**Source data:**

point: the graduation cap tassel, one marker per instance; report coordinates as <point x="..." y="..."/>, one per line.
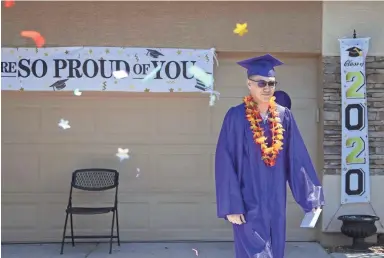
<point x="213" y="50"/>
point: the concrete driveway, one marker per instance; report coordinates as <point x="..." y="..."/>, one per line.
<point x="149" y="250"/>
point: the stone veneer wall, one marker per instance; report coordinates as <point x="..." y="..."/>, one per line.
<point x="332" y="114"/>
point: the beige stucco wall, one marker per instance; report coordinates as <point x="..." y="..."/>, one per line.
<point x="101" y="121"/>
<point x="273" y="26"/>
<point x="339" y="20"/>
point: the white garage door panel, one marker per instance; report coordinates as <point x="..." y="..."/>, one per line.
<point x="171" y="139"/>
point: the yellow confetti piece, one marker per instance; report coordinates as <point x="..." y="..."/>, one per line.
<point x="241" y="29"/>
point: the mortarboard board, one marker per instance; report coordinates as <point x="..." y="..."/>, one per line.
<point x="200" y="85"/>
<point x="355" y="52"/>
<point x="283" y="99"/>
<point x="154" y="53"/>
<point x="261" y="65"/>
<point x="59" y="85"/>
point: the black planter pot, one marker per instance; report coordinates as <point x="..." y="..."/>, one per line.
<point x="358" y="227"/>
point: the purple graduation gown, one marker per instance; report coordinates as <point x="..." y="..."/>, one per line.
<point x="245" y="185"/>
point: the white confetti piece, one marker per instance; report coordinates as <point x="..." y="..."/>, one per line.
<point x="212" y="100"/>
<point x="122" y="154"/>
<point x="120" y="74"/>
<point x="214" y="95"/>
<point x="77" y="92"/>
<point x="201" y="75"/>
<point x="64" y="124"/>
<point x="196" y="252"/>
<point x="152" y="74"/>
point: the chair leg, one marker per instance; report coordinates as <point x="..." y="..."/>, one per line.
<point x="73" y="240"/>
<point x="113" y="224"/>
<point x="118" y="229"/>
<point x="65" y="227"/>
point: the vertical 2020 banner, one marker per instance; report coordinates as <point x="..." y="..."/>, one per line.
<point x="355" y="184"/>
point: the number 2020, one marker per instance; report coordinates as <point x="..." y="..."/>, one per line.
<point x="358" y="80"/>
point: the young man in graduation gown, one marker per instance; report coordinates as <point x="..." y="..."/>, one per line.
<point x="259" y="150"/>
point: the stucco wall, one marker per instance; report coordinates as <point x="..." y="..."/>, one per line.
<point x="273" y="26"/>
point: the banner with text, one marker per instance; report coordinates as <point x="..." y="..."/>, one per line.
<point x="91" y="69"/>
<point x="355" y="181"/>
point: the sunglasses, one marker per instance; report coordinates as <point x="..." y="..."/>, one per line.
<point x="263" y="83"/>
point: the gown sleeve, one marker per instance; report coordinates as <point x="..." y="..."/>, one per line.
<point x="228" y="194"/>
<point x="302" y="177"/>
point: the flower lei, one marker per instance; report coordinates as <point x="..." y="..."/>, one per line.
<point x="269" y="154"/>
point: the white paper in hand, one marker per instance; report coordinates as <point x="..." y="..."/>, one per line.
<point x="310" y="219"/>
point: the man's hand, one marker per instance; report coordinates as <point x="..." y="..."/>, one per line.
<point x="236" y="219"/>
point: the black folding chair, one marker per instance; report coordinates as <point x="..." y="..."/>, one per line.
<point x="93" y="179"/>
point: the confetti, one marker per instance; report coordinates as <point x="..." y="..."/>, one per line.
<point x="77" y="92"/>
<point x="196" y="252"/>
<point x="201" y="75"/>
<point x="9" y="3"/>
<point x="212" y="100"/>
<point x="241" y="29"/>
<point x="152" y="74"/>
<point x="120" y="74"/>
<point x="39" y="40"/>
<point x="64" y="124"/>
<point x="122" y="154"/>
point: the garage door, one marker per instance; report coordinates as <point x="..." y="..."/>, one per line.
<point x="171" y="138"/>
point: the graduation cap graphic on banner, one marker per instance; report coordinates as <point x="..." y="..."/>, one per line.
<point x="355" y="52"/>
<point x="154" y="53"/>
<point x="200" y="85"/>
<point x="59" y="85"/>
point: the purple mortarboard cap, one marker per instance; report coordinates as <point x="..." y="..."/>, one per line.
<point x="261" y="65"/>
<point x="283" y="99"/>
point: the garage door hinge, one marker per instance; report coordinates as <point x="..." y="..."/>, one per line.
<point x="317" y="115"/>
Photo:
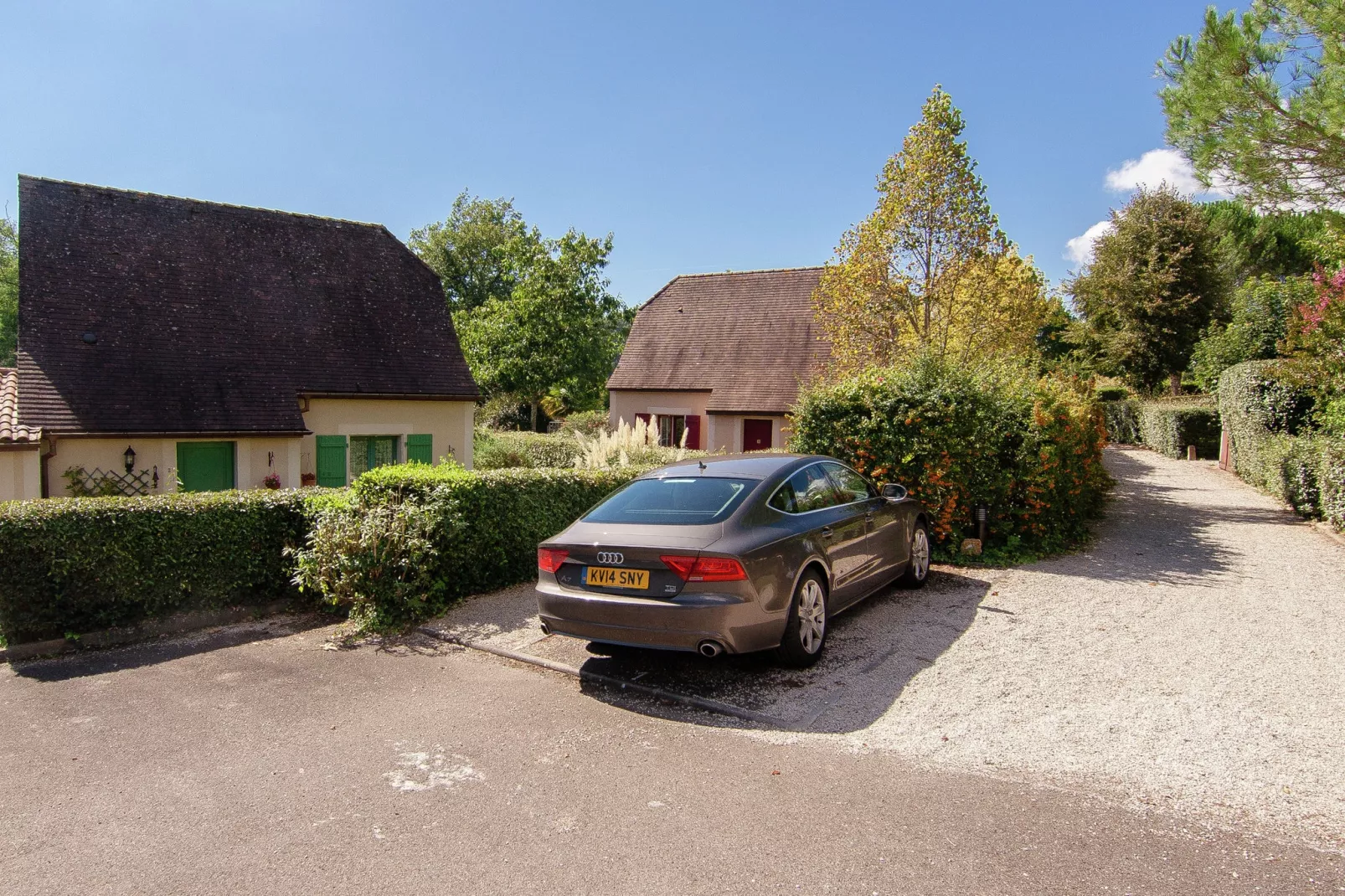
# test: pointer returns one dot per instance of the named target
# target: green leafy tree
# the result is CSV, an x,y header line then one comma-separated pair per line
x,y
1260,311
930,270
481,252
533,315
8,292
1271,245
1258,101
556,335
1153,287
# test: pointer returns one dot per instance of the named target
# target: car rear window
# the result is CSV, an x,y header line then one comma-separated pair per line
x,y
810,489
672,502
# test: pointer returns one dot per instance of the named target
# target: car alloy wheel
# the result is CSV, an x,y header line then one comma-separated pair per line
x,y
812,616
920,554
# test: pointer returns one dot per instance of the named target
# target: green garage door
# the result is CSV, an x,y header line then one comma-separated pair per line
x,y
206,466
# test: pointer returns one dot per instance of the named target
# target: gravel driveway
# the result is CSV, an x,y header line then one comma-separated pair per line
x,y
1192,660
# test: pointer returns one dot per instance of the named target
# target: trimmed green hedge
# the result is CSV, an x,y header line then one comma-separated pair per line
x,y
1029,450
417,538
82,564
1169,427
1273,447
495,450
1121,417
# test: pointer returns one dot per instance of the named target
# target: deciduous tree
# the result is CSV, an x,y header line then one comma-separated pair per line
x,y
930,270
1152,288
8,292
533,315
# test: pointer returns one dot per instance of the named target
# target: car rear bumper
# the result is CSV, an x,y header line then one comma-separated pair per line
x,y
679,623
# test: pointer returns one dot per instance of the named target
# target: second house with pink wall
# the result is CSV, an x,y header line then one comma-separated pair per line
x,y
720,358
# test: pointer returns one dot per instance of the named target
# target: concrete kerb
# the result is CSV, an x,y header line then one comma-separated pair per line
x,y
697,703
175,625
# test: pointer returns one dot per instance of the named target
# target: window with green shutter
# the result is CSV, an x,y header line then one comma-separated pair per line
x,y
331,461
420,448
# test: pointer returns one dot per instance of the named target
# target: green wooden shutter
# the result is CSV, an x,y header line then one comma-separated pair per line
x,y
331,461
420,448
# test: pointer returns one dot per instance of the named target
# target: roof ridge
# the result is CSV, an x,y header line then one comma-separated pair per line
x,y
204,202
727,273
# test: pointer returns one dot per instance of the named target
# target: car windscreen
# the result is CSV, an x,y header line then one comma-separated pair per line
x,y
688,501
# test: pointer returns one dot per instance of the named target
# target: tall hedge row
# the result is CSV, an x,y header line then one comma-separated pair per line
x,y
1171,427
1028,448
1273,445
81,564
416,537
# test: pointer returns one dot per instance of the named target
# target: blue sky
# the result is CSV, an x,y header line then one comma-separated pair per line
x,y
705,136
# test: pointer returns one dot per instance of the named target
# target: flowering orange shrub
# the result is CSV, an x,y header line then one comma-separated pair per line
x,y
1029,450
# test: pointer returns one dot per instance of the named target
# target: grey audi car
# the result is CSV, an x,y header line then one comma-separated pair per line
x,y
739,554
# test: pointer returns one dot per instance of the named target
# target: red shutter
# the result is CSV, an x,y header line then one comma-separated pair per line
x,y
693,432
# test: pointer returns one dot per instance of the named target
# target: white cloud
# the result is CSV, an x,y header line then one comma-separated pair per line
x,y
1157,167
1080,248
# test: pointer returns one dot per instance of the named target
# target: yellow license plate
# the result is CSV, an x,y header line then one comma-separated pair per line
x,y
610,578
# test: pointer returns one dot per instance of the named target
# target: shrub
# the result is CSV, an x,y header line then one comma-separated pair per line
x,y
81,564
1122,421
587,423
416,538
1260,314
1271,447
1029,450
495,450
1169,427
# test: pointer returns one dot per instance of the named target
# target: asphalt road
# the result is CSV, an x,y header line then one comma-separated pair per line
x,y
221,765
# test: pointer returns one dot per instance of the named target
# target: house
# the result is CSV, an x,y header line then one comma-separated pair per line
x,y
168,341
721,358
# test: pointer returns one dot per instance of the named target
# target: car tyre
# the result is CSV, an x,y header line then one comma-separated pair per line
x,y
918,568
806,629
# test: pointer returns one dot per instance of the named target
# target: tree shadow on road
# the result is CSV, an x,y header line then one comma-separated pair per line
x,y
1156,533
97,662
873,651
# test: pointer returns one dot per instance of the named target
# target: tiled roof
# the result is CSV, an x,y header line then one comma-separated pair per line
x,y
153,314
10,428
748,337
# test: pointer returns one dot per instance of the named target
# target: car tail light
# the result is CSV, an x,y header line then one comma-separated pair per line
x,y
550,559
679,564
705,568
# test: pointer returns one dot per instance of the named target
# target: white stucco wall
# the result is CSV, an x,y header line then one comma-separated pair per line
x,y
20,474
448,423
727,430
255,459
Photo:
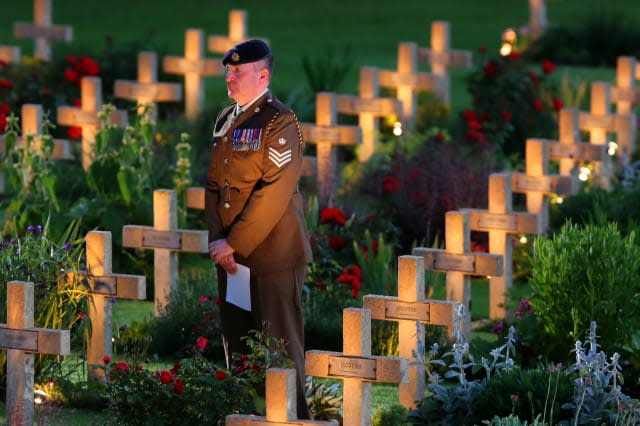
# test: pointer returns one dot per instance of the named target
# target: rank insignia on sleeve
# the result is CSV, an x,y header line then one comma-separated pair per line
x,y
279,158
246,140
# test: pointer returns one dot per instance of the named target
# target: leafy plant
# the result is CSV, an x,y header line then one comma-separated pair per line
x,y
569,292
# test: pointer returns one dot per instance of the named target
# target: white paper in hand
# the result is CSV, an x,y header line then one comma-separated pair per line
x,y
239,289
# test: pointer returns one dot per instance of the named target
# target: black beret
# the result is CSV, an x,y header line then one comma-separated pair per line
x,y
246,52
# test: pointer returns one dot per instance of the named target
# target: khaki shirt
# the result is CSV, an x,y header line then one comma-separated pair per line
x,y
251,196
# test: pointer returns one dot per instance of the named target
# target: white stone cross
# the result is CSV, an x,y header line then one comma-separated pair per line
x,y
368,107
500,221
537,183
21,340
87,116
194,66
166,240
327,135
356,367
104,285
440,57
237,33
459,262
411,311
407,81
280,401
42,30
147,90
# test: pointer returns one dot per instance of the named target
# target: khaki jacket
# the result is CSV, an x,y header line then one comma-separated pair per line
x,y
251,196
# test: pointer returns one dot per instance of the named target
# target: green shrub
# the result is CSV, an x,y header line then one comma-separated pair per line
x,y
583,274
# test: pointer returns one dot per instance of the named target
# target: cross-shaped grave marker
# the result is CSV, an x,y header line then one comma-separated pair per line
x,y
356,367
626,94
600,121
237,33
21,340
569,150
326,134
32,120
500,221
459,262
87,116
368,107
411,311
147,89
166,240
42,30
280,390
440,57
537,19
10,54
105,285
537,183
194,66
408,81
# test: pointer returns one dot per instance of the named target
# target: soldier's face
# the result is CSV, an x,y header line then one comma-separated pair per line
x,y
246,81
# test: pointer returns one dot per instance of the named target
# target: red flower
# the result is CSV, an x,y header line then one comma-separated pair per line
x,y
201,343
490,69
537,105
332,215
166,377
548,67
88,66
390,183
122,365
469,115
557,104
71,75
74,132
337,243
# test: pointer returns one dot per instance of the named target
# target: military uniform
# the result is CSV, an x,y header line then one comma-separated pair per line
x,y
252,201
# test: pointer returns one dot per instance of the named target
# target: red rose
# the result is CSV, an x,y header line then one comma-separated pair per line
x,y
88,66
337,243
74,132
548,67
71,75
557,104
537,105
390,183
201,343
166,377
332,215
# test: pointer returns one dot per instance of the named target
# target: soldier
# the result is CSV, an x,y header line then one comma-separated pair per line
x,y
254,210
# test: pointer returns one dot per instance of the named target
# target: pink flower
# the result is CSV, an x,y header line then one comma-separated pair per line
x,y
201,343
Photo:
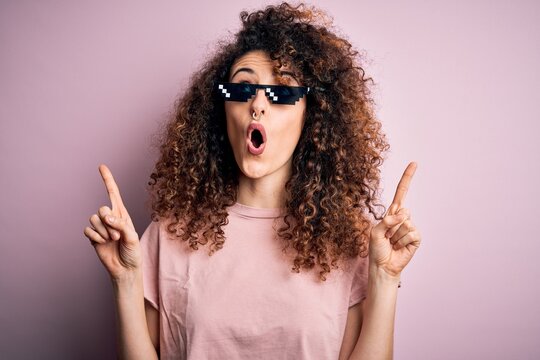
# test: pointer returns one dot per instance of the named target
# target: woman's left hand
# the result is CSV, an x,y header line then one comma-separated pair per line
x,y
395,239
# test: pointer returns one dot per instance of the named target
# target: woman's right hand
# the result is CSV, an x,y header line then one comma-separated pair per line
x,y
116,242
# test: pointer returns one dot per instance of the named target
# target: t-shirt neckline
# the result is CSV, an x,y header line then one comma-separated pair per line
x,y
254,212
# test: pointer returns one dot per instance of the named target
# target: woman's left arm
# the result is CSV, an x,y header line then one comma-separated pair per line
x,y
393,243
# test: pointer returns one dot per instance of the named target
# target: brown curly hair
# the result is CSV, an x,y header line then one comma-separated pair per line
x,y
335,175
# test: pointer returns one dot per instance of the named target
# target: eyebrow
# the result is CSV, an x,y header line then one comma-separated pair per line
x,y
250,71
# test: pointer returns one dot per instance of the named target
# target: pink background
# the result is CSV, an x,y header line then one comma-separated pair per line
x,y
85,82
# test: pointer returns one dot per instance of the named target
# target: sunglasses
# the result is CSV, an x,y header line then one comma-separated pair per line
x,y
278,94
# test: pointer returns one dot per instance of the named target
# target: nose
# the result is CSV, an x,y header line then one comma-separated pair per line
x,y
260,103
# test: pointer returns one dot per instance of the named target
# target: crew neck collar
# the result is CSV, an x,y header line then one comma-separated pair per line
x,y
260,213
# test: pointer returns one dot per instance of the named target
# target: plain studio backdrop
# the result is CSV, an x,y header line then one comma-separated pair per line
x,y
89,82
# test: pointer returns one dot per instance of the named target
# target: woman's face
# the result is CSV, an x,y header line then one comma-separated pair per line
x,y
263,146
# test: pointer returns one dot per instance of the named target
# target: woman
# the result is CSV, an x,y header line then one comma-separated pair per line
x,y
272,164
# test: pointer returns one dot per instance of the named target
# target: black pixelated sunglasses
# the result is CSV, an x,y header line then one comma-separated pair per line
x,y
278,94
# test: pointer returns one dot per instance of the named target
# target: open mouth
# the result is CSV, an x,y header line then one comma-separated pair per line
x,y
256,138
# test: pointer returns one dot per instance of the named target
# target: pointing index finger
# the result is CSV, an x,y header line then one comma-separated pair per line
x,y
112,189
403,186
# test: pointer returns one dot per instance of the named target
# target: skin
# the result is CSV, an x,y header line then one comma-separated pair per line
x,y
393,241
263,177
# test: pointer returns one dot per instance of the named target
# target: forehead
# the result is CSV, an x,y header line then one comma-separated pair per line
x,y
258,61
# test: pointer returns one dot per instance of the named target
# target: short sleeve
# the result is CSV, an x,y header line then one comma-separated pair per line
x,y
150,254
359,281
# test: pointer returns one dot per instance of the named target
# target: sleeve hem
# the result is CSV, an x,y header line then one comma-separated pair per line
x,y
152,302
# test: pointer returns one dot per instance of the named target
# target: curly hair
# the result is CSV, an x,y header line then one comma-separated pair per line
x,y
335,167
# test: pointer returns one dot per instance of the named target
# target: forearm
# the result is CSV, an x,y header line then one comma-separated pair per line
x,y
133,337
376,340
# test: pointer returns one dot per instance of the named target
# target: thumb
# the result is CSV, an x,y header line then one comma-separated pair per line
x,y
121,225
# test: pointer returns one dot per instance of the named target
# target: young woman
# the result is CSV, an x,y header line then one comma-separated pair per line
x,y
271,164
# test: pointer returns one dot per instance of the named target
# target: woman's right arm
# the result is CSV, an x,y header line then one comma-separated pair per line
x,y
117,245
134,341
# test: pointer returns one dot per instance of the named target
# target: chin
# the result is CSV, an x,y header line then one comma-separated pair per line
x,y
253,169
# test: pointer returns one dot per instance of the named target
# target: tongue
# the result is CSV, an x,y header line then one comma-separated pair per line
x,y
256,138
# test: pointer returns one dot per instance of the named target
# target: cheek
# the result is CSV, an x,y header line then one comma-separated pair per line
x,y
233,126
289,131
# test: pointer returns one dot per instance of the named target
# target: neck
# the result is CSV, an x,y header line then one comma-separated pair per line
x,y
265,192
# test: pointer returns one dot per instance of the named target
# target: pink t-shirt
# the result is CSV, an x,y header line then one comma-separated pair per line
x,y
244,302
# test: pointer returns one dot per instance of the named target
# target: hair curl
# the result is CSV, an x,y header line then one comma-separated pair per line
x,y
335,175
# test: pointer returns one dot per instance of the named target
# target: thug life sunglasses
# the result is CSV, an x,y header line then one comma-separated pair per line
x,y
277,94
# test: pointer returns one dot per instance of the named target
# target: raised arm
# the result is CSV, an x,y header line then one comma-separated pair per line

**Work required:**
Note each line above that holds "shutter", then copy all of them.

**Your solution:**
# target: window with green shutter
# target: green wooden shutter
# target: red shutter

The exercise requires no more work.